**STATED GOAL**
Locate every line in the records below that contains the string "wooden", and copy each of those lines. Matching is case-sensitive.

--- start ---

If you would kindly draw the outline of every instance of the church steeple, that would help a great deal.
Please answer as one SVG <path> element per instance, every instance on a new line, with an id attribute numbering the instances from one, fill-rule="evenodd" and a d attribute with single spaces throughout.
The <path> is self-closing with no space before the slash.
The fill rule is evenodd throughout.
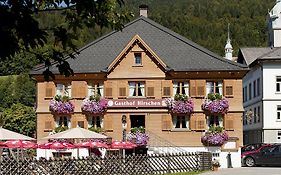
<path id="1" fill-rule="evenodd" d="M 231 40 L 230 40 L 229 24 L 227 27 L 227 41 L 226 41 L 226 45 L 225 45 L 224 49 L 225 49 L 225 58 L 228 60 L 232 60 L 233 48 L 232 48 Z"/>
<path id="2" fill-rule="evenodd" d="M 269 46 L 281 47 L 281 0 L 269 12 Z"/>

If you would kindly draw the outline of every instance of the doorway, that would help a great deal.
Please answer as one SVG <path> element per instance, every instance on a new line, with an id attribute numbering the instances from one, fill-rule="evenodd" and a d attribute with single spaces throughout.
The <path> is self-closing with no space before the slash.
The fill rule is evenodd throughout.
<path id="1" fill-rule="evenodd" d="M 130 115 L 131 128 L 145 128 L 145 115 Z"/>

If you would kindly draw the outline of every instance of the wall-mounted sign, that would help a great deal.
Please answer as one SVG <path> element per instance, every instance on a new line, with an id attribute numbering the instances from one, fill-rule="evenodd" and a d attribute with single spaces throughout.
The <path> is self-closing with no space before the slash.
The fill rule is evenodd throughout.
<path id="1" fill-rule="evenodd" d="M 163 99 L 112 99 L 109 108 L 163 108 L 167 107 Z"/>

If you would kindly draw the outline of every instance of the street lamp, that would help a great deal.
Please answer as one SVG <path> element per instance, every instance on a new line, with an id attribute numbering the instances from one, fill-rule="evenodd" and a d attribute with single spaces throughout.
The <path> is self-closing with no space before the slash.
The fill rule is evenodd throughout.
<path id="1" fill-rule="evenodd" d="M 122 141 L 126 141 L 127 116 L 122 115 Z"/>

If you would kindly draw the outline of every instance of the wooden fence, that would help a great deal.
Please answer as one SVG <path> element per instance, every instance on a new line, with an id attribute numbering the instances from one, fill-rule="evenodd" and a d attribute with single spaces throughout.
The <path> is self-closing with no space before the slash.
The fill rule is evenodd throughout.
<path id="1" fill-rule="evenodd" d="M 104 159 L 21 159 L 3 158 L 1 175 L 138 175 L 209 170 L 211 154 L 179 153 L 163 155 L 108 156 Z"/>

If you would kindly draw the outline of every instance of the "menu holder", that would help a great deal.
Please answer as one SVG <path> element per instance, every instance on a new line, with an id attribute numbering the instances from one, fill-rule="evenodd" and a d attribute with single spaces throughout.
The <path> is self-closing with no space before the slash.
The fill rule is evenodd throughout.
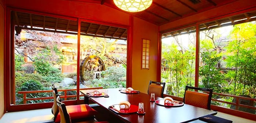
<path id="1" fill-rule="evenodd" d="M 199 119 L 207 123 L 232 123 L 233 122 L 232 120 L 211 115 L 199 118 Z"/>
<path id="2" fill-rule="evenodd" d="M 155 103 L 159 105 L 172 107 L 180 107 L 184 105 L 184 103 L 183 102 L 176 101 L 174 101 L 173 104 L 165 104 L 165 100 L 163 99 L 157 100 L 155 101 Z"/>
<path id="3" fill-rule="evenodd" d="M 109 109 L 116 113 L 120 114 L 131 114 L 137 112 L 138 111 L 139 106 L 131 104 L 130 108 L 128 109 L 120 109 L 119 104 L 111 105 L 109 107 Z"/>
<path id="4" fill-rule="evenodd" d="M 99 97 L 104 96 L 105 95 L 105 93 L 102 92 L 98 94 L 95 94 L 93 93 L 90 92 L 86 93 L 86 95 L 90 97 Z"/>
<path id="5" fill-rule="evenodd" d="M 133 90 L 132 91 L 130 92 L 127 92 L 125 90 L 121 90 L 120 92 L 121 93 L 127 93 L 127 94 L 135 94 L 140 93 L 140 91 L 137 90 Z"/>

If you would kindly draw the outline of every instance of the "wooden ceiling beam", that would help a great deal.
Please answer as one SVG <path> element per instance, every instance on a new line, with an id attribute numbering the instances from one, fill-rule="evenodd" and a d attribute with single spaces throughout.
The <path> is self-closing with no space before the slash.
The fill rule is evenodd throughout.
<path id="1" fill-rule="evenodd" d="M 14 14 L 15 15 L 15 19 L 16 20 L 16 22 L 17 22 L 17 25 L 18 26 L 19 26 L 19 18 L 18 18 L 18 15 L 17 14 L 17 12 L 14 12 Z"/>
<path id="2" fill-rule="evenodd" d="M 170 9 L 169 9 L 168 8 L 166 8 L 165 7 L 162 6 L 162 5 L 161 5 L 159 4 L 158 4 L 158 3 L 155 3 L 155 2 L 154 2 L 154 1 L 153 1 L 153 2 L 152 2 L 152 3 L 153 4 L 155 4 L 155 5 L 157 5 L 157 6 L 159 6 L 159 7 L 161 7 L 161 8 L 162 8 L 163 9 L 165 9 L 165 10 L 167 10 L 167 11 L 169 11 L 169 12 L 172 12 L 172 13 L 173 13 L 173 14 L 175 14 L 175 15 L 177 15 L 177 16 L 180 16 L 180 17 L 182 17 L 182 15 L 180 15 L 180 14 L 177 14 L 177 13 L 174 12 L 174 11 L 172 11 L 172 10 L 170 10 Z"/>
<path id="3" fill-rule="evenodd" d="M 103 35 L 103 36 L 105 36 L 105 35 L 107 34 L 107 33 L 108 33 L 108 32 L 109 32 L 109 29 L 110 28 L 110 27 L 111 27 L 110 26 L 109 27 L 109 28 L 108 28 L 108 30 L 107 30 L 107 31 L 106 31 L 106 32 L 105 32 L 105 34 L 104 34 L 104 35 Z"/>
<path id="4" fill-rule="evenodd" d="M 55 24 L 55 32 L 56 32 L 57 31 L 57 25 L 58 25 L 58 20 L 59 20 L 59 19 L 57 18 L 56 19 L 56 23 Z"/>
<path id="5" fill-rule="evenodd" d="M 234 24 L 235 23 L 234 21 L 234 20 L 233 20 L 233 19 L 232 19 L 232 18 L 229 18 L 229 19 L 231 22 L 231 23 L 232 23 L 233 24 Z"/>
<path id="6" fill-rule="evenodd" d="M 213 1 L 212 1 L 211 0 L 206 0 L 208 2 L 211 3 L 213 5 L 215 6 L 217 6 L 217 4 L 216 4 L 216 3 L 214 2 Z"/>
<path id="7" fill-rule="evenodd" d="M 33 23 L 32 22 L 32 15 L 29 14 L 29 19 L 30 21 L 30 28 L 33 28 Z"/>
<path id="8" fill-rule="evenodd" d="M 163 18 L 163 17 L 160 15 L 159 15 L 157 14 L 156 14 L 155 13 L 154 13 L 151 12 L 149 11 L 147 11 L 147 10 L 144 10 L 144 11 L 147 12 L 147 13 L 150 13 L 150 14 L 152 14 L 152 15 L 154 15 L 157 17 L 158 17 L 159 18 L 162 18 L 162 19 L 164 19 L 164 20 L 165 20 L 168 22 L 169 21 L 170 21 L 170 20 L 169 20 L 169 19 L 167 19 L 165 18 Z"/>
<path id="9" fill-rule="evenodd" d="M 69 26 L 69 23 L 70 23 L 70 20 L 68 20 L 68 24 L 67 24 L 67 28 L 66 28 L 66 32 L 68 32 L 68 27 Z"/>
<path id="10" fill-rule="evenodd" d="M 196 9 L 191 7 L 188 5 L 187 4 L 185 4 L 185 3 L 180 0 L 176 0 L 176 1 L 179 2 L 179 3 L 181 3 L 182 5 L 187 7 L 188 8 L 190 8 L 191 9 L 194 11 L 195 12 L 197 12 L 197 11 L 196 10 Z"/>
<path id="11" fill-rule="evenodd" d="M 89 25 L 89 27 L 88 27 L 88 28 L 87 29 L 87 31 L 86 31 L 86 32 L 85 33 L 86 34 L 88 34 L 88 32 L 89 32 L 89 30 L 90 30 L 90 28 L 91 28 L 91 23 L 90 23 L 90 25 Z"/>
<path id="12" fill-rule="evenodd" d="M 249 15 L 249 14 L 248 13 L 245 13 L 244 14 L 244 15 L 245 16 L 245 17 L 246 17 L 246 18 L 247 19 L 247 21 L 250 21 L 250 20 L 251 20 L 251 17 Z"/>
<path id="13" fill-rule="evenodd" d="M 43 25 L 43 27 L 44 28 L 44 30 L 45 28 L 45 16 L 44 16 L 44 25 Z"/>
<path id="14" fill-rule="evenodd" d="M 123 33 L 122 34 L 122 35 L 121 35 L 120 36 L 119 36 L 119 38 L 121 38 L 121 37 L 122 37 L 122 36 L 123 35 L 124 35 L 124 34 L 125 33 L 125 32 L 127 32 L 127 30 L 125 30 L 125 31 L 124 32 L 124 33 Z"/>
<path id="15" fill-rule="evenodd" d="M 97 35 L 97 33 L 98 33 L 98 32 L 99 31 L 99 29 L 101 28 L 101 25 L 99 25 L 99 28 L 98 28 L 98 30 L 97 30 L 97 31 L 95 32 L 95 34 L 94 34 L 94 35 L 95 36 L 96 36 L 96 35 Z"/>
<path id="16" fill-rule="evenodd" d="M 117 28 L 117 29 L 116 30 L 116 32 L 115 32 L 115 33 L 114 33 L 114 34 L 113 35 L 112 35 L 111 38 L 113 38 L 114 37 L 114 36 L 115 35 L 116 35 L 116 32 L 117 32 L 117 31 L 118 31 L 118 30 L 119 30 L 119 28 Z"/>
<path id="17" fill-rule="evenodd" d="M 101 4 L 103 5 L 104 4 L 104 3 L 105 3 L 105 0 L 101 0 Z"/>
<path id="18" fill-rule="evenodd" d="M 215 23 L 216 23 L 218 25 L 218 26 L 219 26 L 219 27 L 220 27 L 221 26 L 221 23 L 220 23 L 218 21 L 216 20 L 216 21 L 215 21 Z"/>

--- end ---

**RESPONSE BELOW**
If you would kindly draw the outline of every instance of the wooden fence, that would help a great deal.
If you would kindly draw the outline of every instance of the "wooden ceiling beam", that would help a great deal.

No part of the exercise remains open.